(Consigne): Poursuivez, s'il vous plaît, le texte ci-dessous sur l'admissibilité de la déclaration de type K.G.B., en reprenant juste après sa dernière phrase.

2.1 L’admissibilité de la déclaration de type K.G.B.

[13] La première question qui a divisé la Cour d’appel était celle de savoir si l’identification de l’accusé par Mme Pawliw était elle‑même du ouï‑dire. Comme la Cour l’a confirmé dans K.G.B., une déclaration antérieure incompatible ne peut être admise pour établir la véracité de son contenu suivant la méthode d’analyse raisonnée que lorsque la preuve qu’elle contient eût été admissible si son auteur l’avait présentée de vive voix à l’audience (K.G.B., p. 784). Par conséquent, la preuve d’identification émanant de Mme Pawliw ne peut être admise suivant la méthode d’analyse raisonnée que si l’identification n’était pas elle‑même fondée sur du ouï‑dire. Ce principe a été réitéré plus récemment dans l’arrêt R. c. Couture, [2007] 2 R.C.S. 517, 2007 CSC 28, par. 75 :

Il est également clair que l’exception raisonnée ne vise que la preuve par ouï‑dire qui serait par ailleurs admissible au moyen du témoignage direct du déclarant, eût‑il été disponible et habile à témoigner au procès : B. (K.G.), p. 784; Hawkins, par. 69. Il ne fait aucun doute que si Darlene avait été disponible et habile à témoigner au procès, elle aurait pu présenter la preuve en témoignant de vive voix. Certes, tout témoignage direct de sa part sur les déclarations que lui a faites David Couture constituerait en soi du ouï‑dire, mais les aveux d’un accusé relèvent d’une exception bien connue à la règle du ouï‑dire. En outre, Darlene n’étant pas une personne en situation d’autorité, aucun fardeau particulier ne s’applique.

(Données affichées):

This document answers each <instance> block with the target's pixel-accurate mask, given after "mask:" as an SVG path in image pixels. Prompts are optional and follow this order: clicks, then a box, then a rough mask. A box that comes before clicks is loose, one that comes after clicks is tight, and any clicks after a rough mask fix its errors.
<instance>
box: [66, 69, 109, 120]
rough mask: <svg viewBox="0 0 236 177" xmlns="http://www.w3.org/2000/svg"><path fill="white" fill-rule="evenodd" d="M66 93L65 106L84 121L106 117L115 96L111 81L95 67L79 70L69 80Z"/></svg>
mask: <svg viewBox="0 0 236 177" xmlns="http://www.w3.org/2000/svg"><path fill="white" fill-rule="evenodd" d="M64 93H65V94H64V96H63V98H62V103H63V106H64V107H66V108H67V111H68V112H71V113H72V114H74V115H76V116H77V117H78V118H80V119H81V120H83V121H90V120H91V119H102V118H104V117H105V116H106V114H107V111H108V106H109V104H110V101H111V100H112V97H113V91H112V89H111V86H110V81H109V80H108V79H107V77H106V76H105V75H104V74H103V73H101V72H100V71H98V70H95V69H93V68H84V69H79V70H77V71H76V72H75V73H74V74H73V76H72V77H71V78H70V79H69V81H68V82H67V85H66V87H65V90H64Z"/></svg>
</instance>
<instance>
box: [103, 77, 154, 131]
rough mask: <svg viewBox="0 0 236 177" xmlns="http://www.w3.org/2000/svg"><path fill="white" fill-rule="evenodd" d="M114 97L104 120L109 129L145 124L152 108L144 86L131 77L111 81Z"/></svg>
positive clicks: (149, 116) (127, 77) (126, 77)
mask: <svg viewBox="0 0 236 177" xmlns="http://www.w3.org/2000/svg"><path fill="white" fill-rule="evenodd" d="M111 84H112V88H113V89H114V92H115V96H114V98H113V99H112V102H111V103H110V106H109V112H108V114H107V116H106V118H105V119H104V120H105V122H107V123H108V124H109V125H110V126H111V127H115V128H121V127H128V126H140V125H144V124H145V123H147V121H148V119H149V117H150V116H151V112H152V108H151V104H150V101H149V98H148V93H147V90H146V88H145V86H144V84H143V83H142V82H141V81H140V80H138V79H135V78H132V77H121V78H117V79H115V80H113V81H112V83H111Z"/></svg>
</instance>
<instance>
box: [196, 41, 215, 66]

(Réponse):
[14] Si Mme Pawliw avait affirmé au procès que quelqu’un lui avait dit que M. Devine était l’agresseur, son témoignage aurait été inadmissible parce que constituant du ouï‑dire, à moins qu’il ait pu être démontré que la déclaration relevait d’une exception reconnue à la règle du ouï‑dire. Toutefois, en l’espèce, le juge du procès a rejeté l’argument selon lequel l’identification antérieure de l’agresseur par Mme Pawliw était fondée sur les dires de quelqu’un d’autre, concluant plutôt qu’elle tentait d’éviter d’identifier M. Devine au procès. Il faut faire preuve de déférence à l’égard de cette conclusion sur la crédibilité. Qui plus est, le juge du procès a explicitement conclu que l’identification était fondée sur les observations de Mme Pawliw elle‑même. À mon avis, il n’y a aucune raison de modifier ces conclusions. Je vais maintenant examiner la justesse de la décision du juge du procès d’admettre en preuve la déclaration de Mme Pawliw suivant la méthode d’analyse raisonnée en matière de ouï‑dire.

2.2 La méthode d’analyse raisonnée

[15] La déclaration de Mme Pawliw ne relève d’aucune exception traditionnelle à la règle du ouï‑dire. La question est donc de savoir si la déclaration satisfait au double critère de la nécessité et de la fiabilité.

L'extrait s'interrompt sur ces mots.